Anne Stine: Artist and Entrepreneur

by Michael Potashnik April 2025


Anne Stine is a fine artist and a highly successful businesswoman.  Working from her home art studio in Purcellville, she keeps very busy most days with her encaustic painting while devoting one day a week to the marketing and promotion of her art via social media, newsletters, and direct contacts with her extensive and growing clientele. In many ways, she is a model for those who are aiming to build a successful career in the art world.   

Anne is a “local girl.”  She was born in Fairfax, Virginia, in the same farmhouse where her father was raised during the Great Depression. She grew up in a farm-like setting of limited means and developed a love of nature and the outdoors that inspire her artwork today.  As a young girl she spent many hours outdoors playing and drawing.  She attended Virginia Tech where she studied communications and art. After graduation, she worked as a Public Information Officer for Fairfax County, then as a marketing manager at EDS where she gained knowledge and experience in marketing communications and special events.  Several years later, she landed a job with a Los Angeles direct marketing firm, helping art organizations with their membership campaigns and fund raising.  She later opened the firm’s east coast office in Herdon.
**********
> _Set exercise 1_
Answer these questions from the Anne Stine profile:
(a) What kind of painting does Anne Stine do?
(b) In what town and state was she born?
(c) What did she study at Virginia Tech?
> _Set exercise 2_
Set down word for word everything in the Anne Stine profile from "Anne Stine is" down to "the art world.".

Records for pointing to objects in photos
**********
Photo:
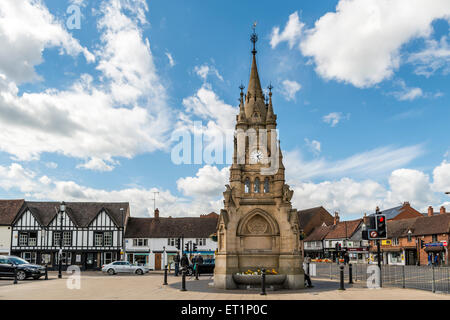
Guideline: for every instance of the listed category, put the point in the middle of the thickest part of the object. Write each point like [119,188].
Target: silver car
[123,267]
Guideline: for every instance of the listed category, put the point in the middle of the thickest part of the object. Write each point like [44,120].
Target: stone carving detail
[287,193]
[257,225]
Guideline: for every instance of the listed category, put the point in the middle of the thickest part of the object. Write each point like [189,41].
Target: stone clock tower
[257,227]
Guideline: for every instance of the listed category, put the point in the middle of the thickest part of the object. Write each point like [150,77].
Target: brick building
[416,241]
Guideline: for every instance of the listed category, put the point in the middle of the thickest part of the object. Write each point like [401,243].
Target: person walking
[184,262]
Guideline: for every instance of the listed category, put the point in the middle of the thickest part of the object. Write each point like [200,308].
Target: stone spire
[271,117]
[241,117]
[255,98]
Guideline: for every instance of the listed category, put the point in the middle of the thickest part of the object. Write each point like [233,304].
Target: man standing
[176,259]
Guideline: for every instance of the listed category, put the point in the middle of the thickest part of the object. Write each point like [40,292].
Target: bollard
[165,276]
[15,275]
[350,273]
[196,272]
[263,282]
[183,280]
[342,278]
[433,285]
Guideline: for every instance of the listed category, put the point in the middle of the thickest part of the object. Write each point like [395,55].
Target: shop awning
[434,249]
**********
> _Exercise solution 1_
(a) Encaustic painting
(b) Fairfax, Virginia
(c) Communications and art

> _Exercise solution 2_
Anne Stine is a fine artist and a highly successful businesswoman.  Working from her home art studio in Purcellville, she keeps very busy most days with her encaustic painting while devoting one day a week to the marketing and promotion of her art via social media, newsletters, and direct contacts with her extensive and growing clientele. In many ways, she is a model for those who are aiming to build a successful career in the art world.